Por isso, creio que precisamos conhecer sobre aquilo que ensinamos. E essa era uma das minhas grandes preocupações ao longo do curso, pois sabia que havia lacunas na minha formação, principalmente relacionadas à Geometria, que precisavam ser sanadas. Hoje, entendo que esses lapsos fazem parte da formação de todo professor e, afinal, podemos - e devemos - buscar transformar tais hiatos em outras oportunidades de aprendizagem em diferentes espaços na formação contínua. Afinal, como diria Paulo Freire (1991), ninguém nasce educador, tornamo-nos na prática e na reflexão da prática. É nesses processos de reconfiguração que tenho compreendido como essas pequenas partes podem proporcionar novas aprendizagens, e minha experiência com GEPGEO claramente me mostrou isso.
Cursei, ainda, uma disciplina de Geometria Analítica no segundo ano do curso. Tive dificuldade em visualizar elementos da Geometria Analítica, principalmente porque a abordagem em disciplinas dessa natureza é geralmente muito mais algébrica do que geométrica. O ponto de vista de Leivas (2002, p. 44) é o de que “tratar os pensamentos algébricos e geométricos juntos me parece muito relevante para resgatar uma perda grande registrada pela história, a saber, a Álgebra desenvolvida para resolver os problemas geométricos”. Nesse sentido, hoje percebo dificuldades em visualizar esse horizonte do conteúdo que poderia ser explorado em uma disciplina como essa em um curso de formação de professores.
++++++++++++++++++++
Problema proposto A: Transcreva o texto fornecido inteiro, sem mudar nada.
Problema proposto B: Diga quantas linhas das entradas contêm a palavra "gable". Responda apenas com o número.
++++++++++++++++++++
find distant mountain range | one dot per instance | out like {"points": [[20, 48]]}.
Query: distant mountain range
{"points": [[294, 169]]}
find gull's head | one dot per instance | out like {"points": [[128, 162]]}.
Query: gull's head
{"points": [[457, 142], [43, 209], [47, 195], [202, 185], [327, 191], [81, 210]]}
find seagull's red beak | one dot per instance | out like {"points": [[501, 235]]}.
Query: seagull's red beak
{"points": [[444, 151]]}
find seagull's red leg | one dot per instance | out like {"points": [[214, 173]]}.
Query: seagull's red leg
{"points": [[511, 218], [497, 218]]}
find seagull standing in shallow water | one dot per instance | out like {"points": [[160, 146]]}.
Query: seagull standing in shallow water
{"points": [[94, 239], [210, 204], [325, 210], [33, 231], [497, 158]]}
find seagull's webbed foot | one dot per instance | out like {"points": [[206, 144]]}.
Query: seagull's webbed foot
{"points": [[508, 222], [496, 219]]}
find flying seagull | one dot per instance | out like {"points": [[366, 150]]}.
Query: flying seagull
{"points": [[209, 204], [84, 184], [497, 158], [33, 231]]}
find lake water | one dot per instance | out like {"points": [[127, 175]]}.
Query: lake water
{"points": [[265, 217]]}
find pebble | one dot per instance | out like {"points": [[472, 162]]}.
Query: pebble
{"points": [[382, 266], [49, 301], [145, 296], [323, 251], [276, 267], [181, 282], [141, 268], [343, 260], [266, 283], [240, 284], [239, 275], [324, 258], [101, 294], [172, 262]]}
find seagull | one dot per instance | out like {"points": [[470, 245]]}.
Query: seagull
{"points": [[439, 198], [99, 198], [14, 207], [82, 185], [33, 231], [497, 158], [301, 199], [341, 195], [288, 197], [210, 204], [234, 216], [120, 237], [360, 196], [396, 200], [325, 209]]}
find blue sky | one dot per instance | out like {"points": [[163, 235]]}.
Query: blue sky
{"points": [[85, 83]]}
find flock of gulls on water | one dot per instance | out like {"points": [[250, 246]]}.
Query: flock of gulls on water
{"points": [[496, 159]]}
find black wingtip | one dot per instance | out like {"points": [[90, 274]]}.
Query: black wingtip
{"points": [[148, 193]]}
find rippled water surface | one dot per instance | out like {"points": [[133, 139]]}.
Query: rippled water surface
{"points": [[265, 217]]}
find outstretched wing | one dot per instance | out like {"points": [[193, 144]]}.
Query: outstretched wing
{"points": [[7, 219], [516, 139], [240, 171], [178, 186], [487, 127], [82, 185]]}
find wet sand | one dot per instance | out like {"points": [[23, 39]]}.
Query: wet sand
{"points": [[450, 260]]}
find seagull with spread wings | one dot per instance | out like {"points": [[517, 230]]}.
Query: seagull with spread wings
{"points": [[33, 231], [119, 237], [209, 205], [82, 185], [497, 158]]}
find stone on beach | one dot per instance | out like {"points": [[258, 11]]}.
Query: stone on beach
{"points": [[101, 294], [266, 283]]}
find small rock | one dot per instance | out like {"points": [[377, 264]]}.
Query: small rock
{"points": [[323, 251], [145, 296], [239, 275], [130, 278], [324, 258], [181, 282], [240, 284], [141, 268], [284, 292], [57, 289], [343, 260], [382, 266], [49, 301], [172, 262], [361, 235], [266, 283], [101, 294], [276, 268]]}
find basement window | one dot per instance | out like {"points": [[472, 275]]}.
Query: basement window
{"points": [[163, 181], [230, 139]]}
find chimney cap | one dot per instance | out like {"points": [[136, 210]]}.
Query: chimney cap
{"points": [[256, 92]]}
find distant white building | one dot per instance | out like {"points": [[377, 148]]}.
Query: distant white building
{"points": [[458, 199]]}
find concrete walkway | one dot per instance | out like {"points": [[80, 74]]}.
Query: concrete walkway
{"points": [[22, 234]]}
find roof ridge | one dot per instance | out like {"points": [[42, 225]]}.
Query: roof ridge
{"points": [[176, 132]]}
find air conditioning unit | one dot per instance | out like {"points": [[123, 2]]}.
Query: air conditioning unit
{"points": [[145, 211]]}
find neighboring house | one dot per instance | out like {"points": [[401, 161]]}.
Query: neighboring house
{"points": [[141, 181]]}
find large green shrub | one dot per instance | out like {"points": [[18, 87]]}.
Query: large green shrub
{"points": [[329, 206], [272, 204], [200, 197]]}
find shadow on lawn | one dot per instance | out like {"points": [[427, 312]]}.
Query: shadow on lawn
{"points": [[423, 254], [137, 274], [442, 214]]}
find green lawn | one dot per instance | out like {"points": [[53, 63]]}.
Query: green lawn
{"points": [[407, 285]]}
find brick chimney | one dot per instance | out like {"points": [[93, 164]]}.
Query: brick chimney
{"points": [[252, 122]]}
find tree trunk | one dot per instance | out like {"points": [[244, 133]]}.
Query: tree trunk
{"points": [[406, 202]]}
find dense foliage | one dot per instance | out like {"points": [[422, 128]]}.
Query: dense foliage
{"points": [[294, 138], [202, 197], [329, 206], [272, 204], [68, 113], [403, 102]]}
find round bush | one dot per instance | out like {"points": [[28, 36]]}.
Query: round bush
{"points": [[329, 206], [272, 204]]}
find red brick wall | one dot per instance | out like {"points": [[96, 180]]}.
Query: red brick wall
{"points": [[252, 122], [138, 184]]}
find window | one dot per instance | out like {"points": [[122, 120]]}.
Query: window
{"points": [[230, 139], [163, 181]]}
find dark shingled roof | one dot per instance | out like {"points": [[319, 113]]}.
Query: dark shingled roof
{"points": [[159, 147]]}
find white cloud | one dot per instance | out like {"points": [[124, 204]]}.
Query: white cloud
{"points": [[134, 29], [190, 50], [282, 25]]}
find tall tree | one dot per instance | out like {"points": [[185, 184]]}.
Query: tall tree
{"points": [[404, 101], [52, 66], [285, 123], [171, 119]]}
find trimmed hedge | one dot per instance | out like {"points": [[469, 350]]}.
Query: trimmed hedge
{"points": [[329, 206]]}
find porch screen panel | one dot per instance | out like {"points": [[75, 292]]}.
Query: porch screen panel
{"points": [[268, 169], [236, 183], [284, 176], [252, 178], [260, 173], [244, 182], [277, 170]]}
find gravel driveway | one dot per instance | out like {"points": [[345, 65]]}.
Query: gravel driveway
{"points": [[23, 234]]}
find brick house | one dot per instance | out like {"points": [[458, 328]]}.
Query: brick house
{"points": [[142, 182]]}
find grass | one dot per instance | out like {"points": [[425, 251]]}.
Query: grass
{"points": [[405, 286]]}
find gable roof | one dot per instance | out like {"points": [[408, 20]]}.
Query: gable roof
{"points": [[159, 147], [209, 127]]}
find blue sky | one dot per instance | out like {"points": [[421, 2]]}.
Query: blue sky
++++++++++++++++++++
Resposta final A:
Por isso, creio que precisamos conhecer sobre aquilo que ensinamos. E essa era uma das minhas grandes preocupações ao longo do curso, pois sabia que havia lacunas na minha formação, principalmente relacionadas à Geometria, que precisavam ser sanadas. Hoje, entendo que esses lapsos fazem parte da formação de todo professor e, afinal, podemos - e devemos - buscar transformar tais hiatos em outras oportunidades de aprendizagem em diferentes espaços na formação contínua. Afinal, como diria Paulo Freire (1991), ninguém nasce educador, tornamo-nos na prática e na reflexão da prática. É nesses processos de reconfiguração que tenho compreendido como essas pequenas partes podem proporcionar novas aprendizagens, e minha experiência com GEPGEO claramente me mostrou isso.
Cursei, ainda, uma disciplina de Geometria Analítica no segundo ano do curso. Tive dificuldade em visualizar elementos da Geometria Analítica, principalmente porque a abordagem em disciplinas dessa natureza é geralmente muito mais algébrica do que geométrica. O ponto de vista de Leivas (2002, p. 44) é o de que “tratar os pensamentos algébricos e geométricos juntos me parece muito relevante para resgatar uma perda grande registrada pela história, a saber, a Álgebra desenvolvida para resolver os problemas geométricos”. Nesse sentido, hoje percebo dificuldades em visualizar esse horizonte do conteúdo que poderia ser explorado em uma disciplina como essa em um curso de formação de professores.

Resposta final B: 2